→ Extracted text
+--
OGDEN — The Weber County man who died late last month in Afghanistan while serving in the U.S. Army is to be buried Thursday.

Visitation for Sgt. 1st Class Elliott Robbins, who died June 30 in a non-combat related incident, is set for 6-8 p.m. Wednesday at Lindquist Mortuaries‘ Ogden location, 3408 Washington Blvd. Funeral services are set for 11 a.m. Thursday at St. James the Just Catholic Church, 495 N. Harrison Blvd. in Ogden, and burial with military honors will follow at Ben Lomond Cemetery in North Ogden.

The events are open to the public, according to Lindquist. Robbins’ body will be taken to the funeral service in a procession including family, military and law enforcement representatives, Patriot Guard Riders members and others, according to a Lindquist representative.

Robbins, 31, died in Helmand Province in Afghanistan while serving in support of Operation Freedom’s Sentinel, according to the U.S. Department of Defense. Officials haven’t provided more details about the circumstances of his death, which remains under investigation. He had served in the Army for 13 years.

“He died a Green Beret and the top medic on his team in Afghanistan and he saved many lives during his service,” reads Robbins’ obituary. He was from Ogden, according to the Department of Defense, but also had lived in North Ogden and was born in La Jolla, California. He is survived by his wife, a son and others.
+--
→ Work task A
List every city or town the article names.
→ Work task B
For each statement, say whether it agrees with the article, and quote the words that decide it. (i) Robbins had served in the Army for 13 years. (ii) The events are closed to the public. (iii) Robbins was born in Ogden.
→ Work task C
Reproduce the passage of the article that begins at the words "The events are" and ends after "son and others.".

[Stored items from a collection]
+--
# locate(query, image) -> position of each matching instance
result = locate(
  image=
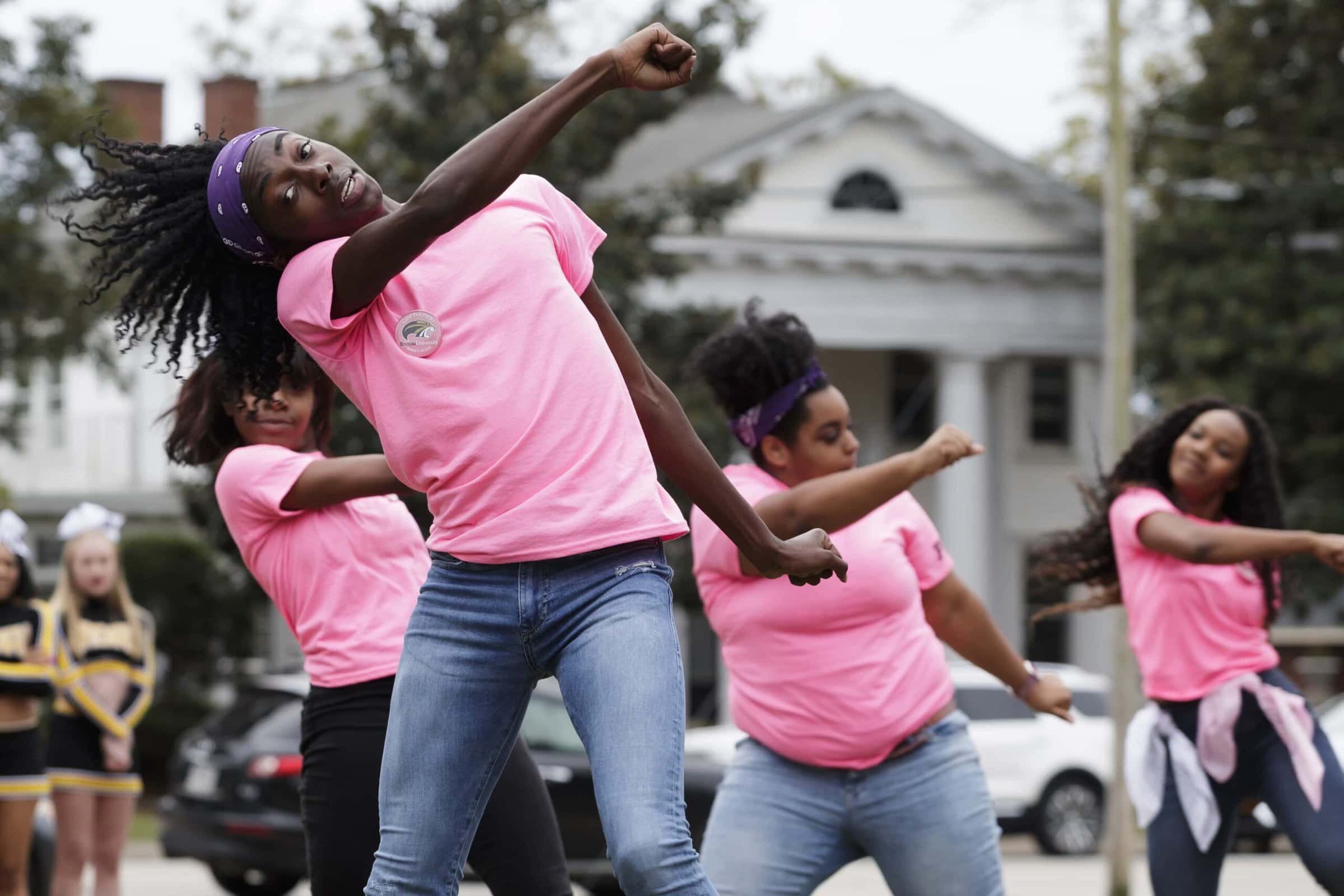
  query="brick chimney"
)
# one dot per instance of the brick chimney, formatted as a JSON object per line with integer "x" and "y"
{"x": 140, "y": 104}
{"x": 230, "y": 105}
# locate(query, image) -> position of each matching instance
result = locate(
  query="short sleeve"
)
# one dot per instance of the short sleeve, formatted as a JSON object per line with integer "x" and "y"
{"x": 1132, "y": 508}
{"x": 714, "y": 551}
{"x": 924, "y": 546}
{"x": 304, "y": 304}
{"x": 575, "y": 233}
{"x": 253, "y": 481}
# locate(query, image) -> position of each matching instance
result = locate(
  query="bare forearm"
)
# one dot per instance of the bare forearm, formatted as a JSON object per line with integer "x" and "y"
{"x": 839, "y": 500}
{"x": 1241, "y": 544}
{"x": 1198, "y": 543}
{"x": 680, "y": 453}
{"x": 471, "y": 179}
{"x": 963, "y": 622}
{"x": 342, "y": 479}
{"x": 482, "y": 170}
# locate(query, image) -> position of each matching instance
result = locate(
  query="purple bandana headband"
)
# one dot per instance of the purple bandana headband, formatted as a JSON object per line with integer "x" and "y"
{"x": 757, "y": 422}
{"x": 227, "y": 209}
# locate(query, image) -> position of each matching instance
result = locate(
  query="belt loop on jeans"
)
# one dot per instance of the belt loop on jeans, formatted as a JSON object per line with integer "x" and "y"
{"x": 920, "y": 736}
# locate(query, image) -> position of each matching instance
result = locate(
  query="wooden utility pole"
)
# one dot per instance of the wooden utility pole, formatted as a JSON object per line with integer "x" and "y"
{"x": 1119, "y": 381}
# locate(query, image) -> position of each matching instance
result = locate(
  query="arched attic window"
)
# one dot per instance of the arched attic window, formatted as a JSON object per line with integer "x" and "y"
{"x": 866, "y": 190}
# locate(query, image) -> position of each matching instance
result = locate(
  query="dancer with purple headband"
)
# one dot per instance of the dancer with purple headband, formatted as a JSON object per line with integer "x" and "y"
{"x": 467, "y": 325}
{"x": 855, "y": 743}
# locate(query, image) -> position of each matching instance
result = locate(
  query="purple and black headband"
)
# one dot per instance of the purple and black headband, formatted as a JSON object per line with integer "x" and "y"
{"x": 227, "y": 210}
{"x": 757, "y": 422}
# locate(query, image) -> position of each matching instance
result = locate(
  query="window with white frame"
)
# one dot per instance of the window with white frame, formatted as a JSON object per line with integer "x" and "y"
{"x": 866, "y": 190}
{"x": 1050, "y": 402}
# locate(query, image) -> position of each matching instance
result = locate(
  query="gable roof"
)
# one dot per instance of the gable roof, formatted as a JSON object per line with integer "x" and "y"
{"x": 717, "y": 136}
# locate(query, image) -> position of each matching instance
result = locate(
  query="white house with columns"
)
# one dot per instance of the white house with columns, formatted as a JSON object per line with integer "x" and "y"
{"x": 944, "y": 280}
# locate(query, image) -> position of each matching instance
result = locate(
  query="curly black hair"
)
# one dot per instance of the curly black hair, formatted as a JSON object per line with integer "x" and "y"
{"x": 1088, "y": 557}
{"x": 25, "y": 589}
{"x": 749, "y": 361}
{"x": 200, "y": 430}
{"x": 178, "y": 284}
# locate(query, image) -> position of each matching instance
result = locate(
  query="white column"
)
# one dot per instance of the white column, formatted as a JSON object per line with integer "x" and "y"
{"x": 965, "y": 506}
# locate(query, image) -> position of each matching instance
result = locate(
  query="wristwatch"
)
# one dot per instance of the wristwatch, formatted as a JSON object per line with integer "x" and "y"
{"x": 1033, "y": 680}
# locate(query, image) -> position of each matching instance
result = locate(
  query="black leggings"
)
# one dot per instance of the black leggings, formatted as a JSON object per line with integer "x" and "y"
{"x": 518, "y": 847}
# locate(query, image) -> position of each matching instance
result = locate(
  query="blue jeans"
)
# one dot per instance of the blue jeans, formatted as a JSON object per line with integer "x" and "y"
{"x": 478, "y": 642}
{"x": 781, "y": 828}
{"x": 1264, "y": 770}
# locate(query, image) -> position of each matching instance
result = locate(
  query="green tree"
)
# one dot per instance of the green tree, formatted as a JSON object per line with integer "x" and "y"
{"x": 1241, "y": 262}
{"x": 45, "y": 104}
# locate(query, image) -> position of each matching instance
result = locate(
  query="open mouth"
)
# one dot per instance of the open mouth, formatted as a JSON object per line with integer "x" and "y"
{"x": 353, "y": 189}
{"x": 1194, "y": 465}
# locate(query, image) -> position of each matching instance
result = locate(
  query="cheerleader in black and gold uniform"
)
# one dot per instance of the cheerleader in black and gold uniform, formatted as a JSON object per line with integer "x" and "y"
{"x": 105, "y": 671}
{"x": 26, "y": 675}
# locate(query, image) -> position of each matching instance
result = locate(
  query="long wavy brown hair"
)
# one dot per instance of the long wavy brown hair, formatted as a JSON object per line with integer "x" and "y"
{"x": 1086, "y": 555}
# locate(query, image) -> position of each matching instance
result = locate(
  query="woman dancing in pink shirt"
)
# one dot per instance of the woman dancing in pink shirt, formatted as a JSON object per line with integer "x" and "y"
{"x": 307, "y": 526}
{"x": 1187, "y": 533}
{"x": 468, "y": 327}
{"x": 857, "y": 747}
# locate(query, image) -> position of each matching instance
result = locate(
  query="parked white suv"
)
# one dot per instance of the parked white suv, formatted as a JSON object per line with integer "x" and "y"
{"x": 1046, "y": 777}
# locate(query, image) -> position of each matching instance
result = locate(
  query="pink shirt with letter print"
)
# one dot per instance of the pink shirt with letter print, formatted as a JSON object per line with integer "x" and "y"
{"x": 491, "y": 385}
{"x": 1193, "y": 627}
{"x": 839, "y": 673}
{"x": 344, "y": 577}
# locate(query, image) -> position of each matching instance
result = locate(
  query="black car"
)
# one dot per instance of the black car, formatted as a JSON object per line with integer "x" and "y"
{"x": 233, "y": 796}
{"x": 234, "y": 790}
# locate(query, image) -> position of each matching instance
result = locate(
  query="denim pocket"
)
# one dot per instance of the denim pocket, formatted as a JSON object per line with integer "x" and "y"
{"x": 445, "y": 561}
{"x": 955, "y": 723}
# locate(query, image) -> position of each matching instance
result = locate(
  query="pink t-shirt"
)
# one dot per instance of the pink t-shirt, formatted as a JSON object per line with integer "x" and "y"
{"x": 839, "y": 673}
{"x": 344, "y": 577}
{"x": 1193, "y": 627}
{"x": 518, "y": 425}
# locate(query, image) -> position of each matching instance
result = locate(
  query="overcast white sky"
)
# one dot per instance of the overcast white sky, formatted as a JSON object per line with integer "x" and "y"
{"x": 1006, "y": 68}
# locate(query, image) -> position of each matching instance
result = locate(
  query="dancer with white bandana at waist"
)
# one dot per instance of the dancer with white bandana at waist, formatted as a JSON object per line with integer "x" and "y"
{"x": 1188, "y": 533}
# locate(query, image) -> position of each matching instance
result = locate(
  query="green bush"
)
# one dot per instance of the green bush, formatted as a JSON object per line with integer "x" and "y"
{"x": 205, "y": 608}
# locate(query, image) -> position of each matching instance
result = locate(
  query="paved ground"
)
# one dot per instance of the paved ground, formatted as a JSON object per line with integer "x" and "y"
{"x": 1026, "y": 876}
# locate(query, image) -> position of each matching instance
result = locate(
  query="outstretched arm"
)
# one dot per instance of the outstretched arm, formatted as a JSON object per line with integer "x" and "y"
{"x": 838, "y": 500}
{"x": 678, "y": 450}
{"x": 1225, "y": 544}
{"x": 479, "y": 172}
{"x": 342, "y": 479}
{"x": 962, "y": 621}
+--
→ Task output A
Ogden, North Ogden, La Jolla

→ Task output B
(i) Yes: "He had served in the Army for 13 years."
(ii) No: "The events are open to the public, according to Lindquist."
(iii) No: "was born in La Jolla, California."

→ Task output C
The events are open to the public, according to Lindquist. Robbins’ body will be taken to the funeral service in a procession including family, military and law enforcement representatives, Patriot Guard Riders members and others, according to a Lindquist representative.

Robbins, 31, died in Helmand Province in Afghanistan while serving in support of Operation Freedom’s Sentinel, according to the U.S. Department of Defense. Officials haven’t provided more details about the circumstances of his death, which remains under investigation. He had served in the Army for 13 years.

“He died a Green Beret and the top medic on his team in Afghanistan and he saved many lives during his service,” reads Robbins’ obituary. He was from Ogden, according to the Department of Defense, but also had lived in North Ogden and was born in La Jolla, California. He is survived by his wife, a son and others.